■ Selected excerpt ■
========================

What’s The 411 on Lancaster County Correctional Facility
This week, Lancaster County Commissioners approved several add alternates for the proposed Lancaster County Correctional Facility, including additional medical beds, work release space, support clusters for programming, central booking, and dedicated on-site maintenance space.
Us at the Bail Fund have spent years advocating for people impacted by incarceration, we think it’s important to acknowledge that these additions are preferable to cutting programming, healthcare, and reentry opportunities. If Lancaster County is moving forward with this project, those investments matter.
But they do not answer the larger questions.
The proposed facility remains a project approaching half a billion dollars. At the same time, Lancaster County’s own data tells a complicated story about who is in our jail and why.
According to data highlighted through a Lancaster Bail fund partnership with the Prison Policy Initiative and the Vera Institute, Lancaster County experienced declining arrests, declining admissions, and a declining average daily population in recent years. The same data shows that nearly 70% of people in Lancaster County Prison were being held pretrial, meaning they had not been convicted of the charges keeping them incarcerated.
The data also revealed significant racial disparities. Black and Latino residents experienced substantially longer lengths of stay than their white counterparts. These disparities are not abstract. They translate into months and years of people’s lives spent behind bars while awaiting outcomes in the justice system.
The county has repeatedly described this facility as modern, rehabilitative, and wellness-focused. Yet many advocates remain concerned about design choices that prioritize cost savings over human-centered conditions.
Perhaps the most troubling aspect of the current design is the decision to move forward with housing units that do not include exterior windows in individual cells while relying primarily on skylights and common areas for access to natural light.
There are also concerns about the use of urban recreation yards. Having personally experienced Lancaster County Prison’s existing urban yards, I know they should not be confused with meaningful outdoor recreation. Concrete enclosures, black mold, spider webs, and limited connection to the natural world are not substitutes for intentional access to sunlight, fresh air, green space, and true outdoor activity.
If we are spending hundreds of millions of dollars to build a facility expected to serve Lancaster County for decades, we should be asking why we would recreate conditions we already know fall short.
There is a difference between value engineering a building and value engineering away the humanity of the people who will live inside it.
The Lancaster Bail Fund continues to believe that the safest communities are built through housing, healthcare, education, treatment, economic opportunity, and community support. While debates continue about the size and scope of this project, we will continue to advocate for transparency, accountability, and humane conditions for every person impacted by Lancaster County’s justice system.
The conversation is not over.
In many ways, it is only beginning.
Stay Blesed, Stay Safe, Stay Dangerous.

========================

Stored data entries:

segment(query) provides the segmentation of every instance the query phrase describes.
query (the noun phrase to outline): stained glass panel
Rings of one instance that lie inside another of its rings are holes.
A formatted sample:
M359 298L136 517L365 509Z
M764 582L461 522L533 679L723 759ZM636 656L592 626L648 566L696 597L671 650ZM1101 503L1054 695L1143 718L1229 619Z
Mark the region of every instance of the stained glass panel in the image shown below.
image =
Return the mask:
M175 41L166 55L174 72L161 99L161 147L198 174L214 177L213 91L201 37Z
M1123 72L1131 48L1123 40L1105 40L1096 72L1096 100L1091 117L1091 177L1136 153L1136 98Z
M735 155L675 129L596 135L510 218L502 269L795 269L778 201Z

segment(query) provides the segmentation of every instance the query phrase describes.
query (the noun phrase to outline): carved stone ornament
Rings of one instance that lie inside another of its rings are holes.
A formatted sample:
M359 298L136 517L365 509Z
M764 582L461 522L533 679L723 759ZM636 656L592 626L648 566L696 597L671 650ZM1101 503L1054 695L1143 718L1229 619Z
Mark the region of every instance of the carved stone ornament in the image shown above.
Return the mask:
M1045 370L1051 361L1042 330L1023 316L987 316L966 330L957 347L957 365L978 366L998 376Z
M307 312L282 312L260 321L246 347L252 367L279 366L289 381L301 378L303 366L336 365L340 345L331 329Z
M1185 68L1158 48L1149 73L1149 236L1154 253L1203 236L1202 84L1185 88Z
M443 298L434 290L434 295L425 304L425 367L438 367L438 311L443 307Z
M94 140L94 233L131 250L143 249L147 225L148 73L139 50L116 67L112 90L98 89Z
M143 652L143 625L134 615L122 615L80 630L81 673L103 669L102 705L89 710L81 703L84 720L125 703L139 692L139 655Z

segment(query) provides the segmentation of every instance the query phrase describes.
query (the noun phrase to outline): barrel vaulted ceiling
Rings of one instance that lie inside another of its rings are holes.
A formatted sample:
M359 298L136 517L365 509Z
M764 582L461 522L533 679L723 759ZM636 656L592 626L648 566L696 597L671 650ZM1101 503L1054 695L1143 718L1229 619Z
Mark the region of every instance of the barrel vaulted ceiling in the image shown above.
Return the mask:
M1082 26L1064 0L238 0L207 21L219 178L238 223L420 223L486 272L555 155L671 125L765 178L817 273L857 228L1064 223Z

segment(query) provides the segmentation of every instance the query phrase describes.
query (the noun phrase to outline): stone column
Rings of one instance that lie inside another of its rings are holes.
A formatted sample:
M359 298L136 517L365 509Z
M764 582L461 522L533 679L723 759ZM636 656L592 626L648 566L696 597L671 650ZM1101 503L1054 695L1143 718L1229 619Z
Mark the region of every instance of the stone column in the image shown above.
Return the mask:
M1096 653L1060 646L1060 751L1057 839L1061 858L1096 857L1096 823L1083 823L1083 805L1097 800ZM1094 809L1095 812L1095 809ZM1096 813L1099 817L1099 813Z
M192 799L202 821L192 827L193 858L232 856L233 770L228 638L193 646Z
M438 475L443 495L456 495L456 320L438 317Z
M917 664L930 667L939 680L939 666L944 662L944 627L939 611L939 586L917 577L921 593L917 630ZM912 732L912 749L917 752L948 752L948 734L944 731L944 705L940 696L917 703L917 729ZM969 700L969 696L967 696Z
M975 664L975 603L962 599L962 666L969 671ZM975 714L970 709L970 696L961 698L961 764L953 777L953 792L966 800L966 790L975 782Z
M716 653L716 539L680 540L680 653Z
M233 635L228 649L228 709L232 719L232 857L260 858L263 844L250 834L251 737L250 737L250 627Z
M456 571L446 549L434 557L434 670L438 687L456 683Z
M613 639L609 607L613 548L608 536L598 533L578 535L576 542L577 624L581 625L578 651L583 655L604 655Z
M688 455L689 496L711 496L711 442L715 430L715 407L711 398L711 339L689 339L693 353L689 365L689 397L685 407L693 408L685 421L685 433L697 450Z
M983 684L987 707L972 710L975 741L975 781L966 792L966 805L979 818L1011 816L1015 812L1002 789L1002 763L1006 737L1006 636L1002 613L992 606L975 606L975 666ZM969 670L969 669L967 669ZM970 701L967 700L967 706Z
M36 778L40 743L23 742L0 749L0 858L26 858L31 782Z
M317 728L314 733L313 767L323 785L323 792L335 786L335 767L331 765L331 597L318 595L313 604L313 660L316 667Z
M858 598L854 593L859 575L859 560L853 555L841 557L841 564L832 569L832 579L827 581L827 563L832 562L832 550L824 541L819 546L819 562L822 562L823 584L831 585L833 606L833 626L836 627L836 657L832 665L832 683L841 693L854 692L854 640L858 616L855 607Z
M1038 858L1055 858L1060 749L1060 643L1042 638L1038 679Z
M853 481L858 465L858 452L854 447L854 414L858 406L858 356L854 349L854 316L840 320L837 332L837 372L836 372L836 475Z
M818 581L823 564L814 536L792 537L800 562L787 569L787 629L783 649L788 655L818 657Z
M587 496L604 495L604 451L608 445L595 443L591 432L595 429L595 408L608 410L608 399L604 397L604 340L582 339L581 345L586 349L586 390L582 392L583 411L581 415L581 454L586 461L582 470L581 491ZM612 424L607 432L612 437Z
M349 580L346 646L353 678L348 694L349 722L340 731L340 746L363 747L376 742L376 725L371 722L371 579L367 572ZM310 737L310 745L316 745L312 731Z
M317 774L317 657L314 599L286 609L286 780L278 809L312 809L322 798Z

========================

■ Required action ■
Answer these questions from the post on the Lancaster County Correctional Facility:
1. How large is the proposed facility project in dollar terms?
2. What share of people in Lancaster County Prison were being held pretrial?
3. Instead of exterior windows in individual cells, what does the current design primarily rely on for access to natural light?

■ Reply ■
1. Approaching half a billion dollars.
2. Nearly 70%.
3. Skylights and common areas.